▶ Try it: From the data below, repeat exactly the lines from the line with "In this picture, where can the woman's dark" to the line with "In this picture, where can the dry", both included.

Records provided below:

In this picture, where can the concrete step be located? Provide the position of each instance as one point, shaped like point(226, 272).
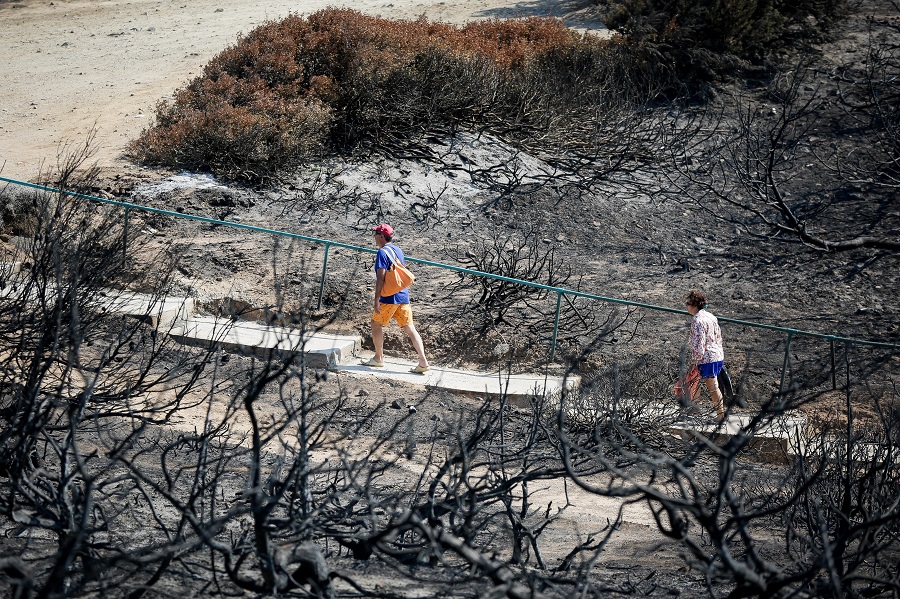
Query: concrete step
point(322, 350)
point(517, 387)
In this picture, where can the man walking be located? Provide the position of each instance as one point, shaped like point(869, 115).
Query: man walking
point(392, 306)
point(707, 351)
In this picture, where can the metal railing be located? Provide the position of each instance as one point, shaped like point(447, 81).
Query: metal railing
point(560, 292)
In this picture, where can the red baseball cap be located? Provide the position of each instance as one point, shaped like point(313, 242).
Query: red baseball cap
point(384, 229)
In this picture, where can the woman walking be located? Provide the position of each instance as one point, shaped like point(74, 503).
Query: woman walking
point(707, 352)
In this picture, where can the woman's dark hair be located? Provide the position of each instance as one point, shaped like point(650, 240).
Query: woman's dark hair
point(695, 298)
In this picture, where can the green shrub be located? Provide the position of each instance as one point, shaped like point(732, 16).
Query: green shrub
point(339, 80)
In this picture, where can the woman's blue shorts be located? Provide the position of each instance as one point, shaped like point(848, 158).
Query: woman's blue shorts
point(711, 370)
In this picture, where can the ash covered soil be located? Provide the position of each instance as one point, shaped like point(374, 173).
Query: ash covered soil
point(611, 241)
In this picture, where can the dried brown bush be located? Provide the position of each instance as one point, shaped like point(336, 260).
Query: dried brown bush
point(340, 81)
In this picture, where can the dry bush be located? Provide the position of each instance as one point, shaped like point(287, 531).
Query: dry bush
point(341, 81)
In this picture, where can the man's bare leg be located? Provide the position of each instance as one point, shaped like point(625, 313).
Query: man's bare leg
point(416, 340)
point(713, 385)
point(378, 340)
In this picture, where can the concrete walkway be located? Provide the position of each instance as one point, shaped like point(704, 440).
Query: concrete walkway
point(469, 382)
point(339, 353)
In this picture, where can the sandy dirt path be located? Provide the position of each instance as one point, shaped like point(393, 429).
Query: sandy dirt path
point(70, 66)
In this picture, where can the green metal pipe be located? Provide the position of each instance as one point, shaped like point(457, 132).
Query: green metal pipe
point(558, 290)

End of Records provided.
Records provided below:

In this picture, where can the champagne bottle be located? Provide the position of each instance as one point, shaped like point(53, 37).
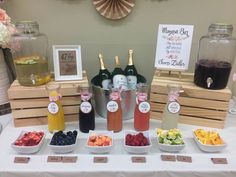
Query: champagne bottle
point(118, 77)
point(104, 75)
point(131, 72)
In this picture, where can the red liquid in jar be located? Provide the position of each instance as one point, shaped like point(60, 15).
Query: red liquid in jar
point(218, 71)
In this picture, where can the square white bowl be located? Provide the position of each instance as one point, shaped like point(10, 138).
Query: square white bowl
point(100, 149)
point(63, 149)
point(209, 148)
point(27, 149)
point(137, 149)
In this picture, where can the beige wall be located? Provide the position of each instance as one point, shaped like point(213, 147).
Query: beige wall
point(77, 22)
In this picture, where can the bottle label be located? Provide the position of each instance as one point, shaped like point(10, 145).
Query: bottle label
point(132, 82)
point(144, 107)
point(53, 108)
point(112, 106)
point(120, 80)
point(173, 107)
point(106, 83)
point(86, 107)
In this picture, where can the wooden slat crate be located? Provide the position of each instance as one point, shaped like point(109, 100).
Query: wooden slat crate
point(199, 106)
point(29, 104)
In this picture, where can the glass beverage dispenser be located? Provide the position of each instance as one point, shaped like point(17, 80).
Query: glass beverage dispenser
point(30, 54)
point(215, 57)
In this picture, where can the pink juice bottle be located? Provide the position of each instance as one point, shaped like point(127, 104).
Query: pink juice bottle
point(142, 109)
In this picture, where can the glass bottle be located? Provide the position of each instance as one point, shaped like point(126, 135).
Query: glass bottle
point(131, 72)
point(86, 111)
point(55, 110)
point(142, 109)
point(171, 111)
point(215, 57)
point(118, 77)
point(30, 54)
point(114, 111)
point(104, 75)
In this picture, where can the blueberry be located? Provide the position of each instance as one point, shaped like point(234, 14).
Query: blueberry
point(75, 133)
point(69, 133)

End of Records provided.

▶ Output for this task:
In this picture, where can the woman's dark hair be located? Provide the position of each instance as one point, shaped like point(650, 240).
Query: woman's dark hair
point(695, 298)
In this picture, where can the green shrub be located? Provide the position of each instance as one point, shaped like point(732, 16).
Query: green shrub
point(339, 80)
In this picture, where can the woman's blue shorts be located? Provide the position of each instance as one point, shaped like point(848, 158).
Query: woman's blue shorts
point(711, 370)
In this picture, where can the ash covered soil be located? Provide the position of each instance as one point, shaped like point(374, 173).
Query: ash covered soil
point(611, 241)
In this picture, where can the dried brown bush be located? Provide the position of each instance as one point, shaped like point(336, 260).
Query: dried brown bush
point(340, 81)
In this picture, where can the dry bush be located? Provide the position of each instance as one point, shaped like point(287, 531).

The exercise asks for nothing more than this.